--- BEGIN Dataset extract ---

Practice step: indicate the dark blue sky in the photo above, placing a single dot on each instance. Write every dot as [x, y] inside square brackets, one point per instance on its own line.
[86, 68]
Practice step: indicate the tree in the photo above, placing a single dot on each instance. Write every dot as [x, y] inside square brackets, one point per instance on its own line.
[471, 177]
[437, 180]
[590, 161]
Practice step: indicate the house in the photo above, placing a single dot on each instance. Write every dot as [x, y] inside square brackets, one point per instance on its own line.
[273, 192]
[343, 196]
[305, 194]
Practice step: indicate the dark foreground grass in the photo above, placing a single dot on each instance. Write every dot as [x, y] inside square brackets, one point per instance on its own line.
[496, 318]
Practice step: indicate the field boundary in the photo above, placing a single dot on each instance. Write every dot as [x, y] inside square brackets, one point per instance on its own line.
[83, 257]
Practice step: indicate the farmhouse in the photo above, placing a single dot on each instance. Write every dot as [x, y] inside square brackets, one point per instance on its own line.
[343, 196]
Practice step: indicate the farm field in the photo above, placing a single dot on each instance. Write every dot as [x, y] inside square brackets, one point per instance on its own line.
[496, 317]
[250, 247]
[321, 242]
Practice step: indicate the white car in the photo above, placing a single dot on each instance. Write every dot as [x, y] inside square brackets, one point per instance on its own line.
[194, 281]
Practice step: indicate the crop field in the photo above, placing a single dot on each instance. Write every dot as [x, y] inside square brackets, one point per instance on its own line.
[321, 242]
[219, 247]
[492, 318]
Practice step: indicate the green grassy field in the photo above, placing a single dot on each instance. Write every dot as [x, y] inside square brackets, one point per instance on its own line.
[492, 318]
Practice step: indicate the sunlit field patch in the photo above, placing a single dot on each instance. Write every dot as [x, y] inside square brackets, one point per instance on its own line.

--- END Dataset extract ---
--- BEGIN Dataset extract ---

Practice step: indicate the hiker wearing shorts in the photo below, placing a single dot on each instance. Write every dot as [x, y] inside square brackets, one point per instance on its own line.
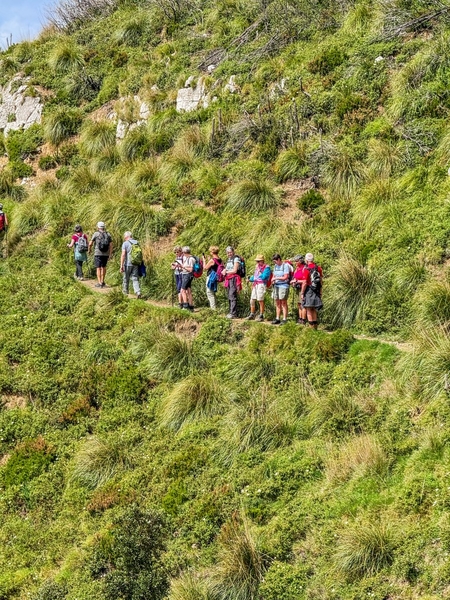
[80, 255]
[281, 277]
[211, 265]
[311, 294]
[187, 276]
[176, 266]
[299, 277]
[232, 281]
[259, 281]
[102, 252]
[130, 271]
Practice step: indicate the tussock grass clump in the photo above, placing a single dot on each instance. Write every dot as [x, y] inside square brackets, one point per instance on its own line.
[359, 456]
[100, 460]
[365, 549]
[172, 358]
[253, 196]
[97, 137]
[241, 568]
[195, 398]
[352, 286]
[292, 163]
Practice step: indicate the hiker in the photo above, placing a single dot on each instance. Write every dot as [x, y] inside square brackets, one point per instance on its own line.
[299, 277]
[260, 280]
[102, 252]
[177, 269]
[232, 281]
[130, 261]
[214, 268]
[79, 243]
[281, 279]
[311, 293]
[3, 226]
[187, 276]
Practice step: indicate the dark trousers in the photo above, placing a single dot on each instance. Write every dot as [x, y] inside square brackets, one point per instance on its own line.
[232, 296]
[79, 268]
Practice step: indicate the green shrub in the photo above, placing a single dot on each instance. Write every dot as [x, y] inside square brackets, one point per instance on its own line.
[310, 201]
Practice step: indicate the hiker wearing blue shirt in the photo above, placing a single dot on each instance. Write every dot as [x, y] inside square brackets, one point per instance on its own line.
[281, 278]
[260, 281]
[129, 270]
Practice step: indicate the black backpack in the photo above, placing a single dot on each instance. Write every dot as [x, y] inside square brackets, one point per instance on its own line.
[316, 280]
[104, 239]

--- END Dataset extract ---

[Your task]: Shift the entries starting with the line that contains "Practice step: indicate the farmhouse" and going on through the line that contains "Practice step: indicate the sunlit", and write those lines out again with their requests, adding -105 to every coordinate in the answers.

[Task solution]:
Practice step: indicate the farmhouse in the photo above, placing a single dot on each instance. Write every dot as [x, y] inside square brackets, one point per instance on its own line.
[238, 91]
Practice step: indicate the farm field in the photo above, placing a single dot on each instance. Write every dot as [x, y] inside square brackets, one point per instance on its own line.
[391, 212]
[145, 142]
[216, 137]
Practice step: indicate the white car in the photo above, placing a single dot on each instance. Write every dot as [x, y] inside square brackets, one point per instance on its own line.
[89, 176]
Practice step: indicate the crop field in the photo above, placing a single dot on each instance. Write every dot as [x, y] inside square brackets, one point per instance on its own line.
[216, 137]
[114, 142]
[387, 213]
Practice step: indicate the green grassy field in the photo above, placing a single dot on each instance. Write every dot as [x, y] inside square brackets, one point per instance on its own line.
[387, 213]
Practice step: indicate the sunlit field patch in the photo above, placing a single dot on each instance. Write every dot as [x, y] inside square brackets, one point per instance on its own line.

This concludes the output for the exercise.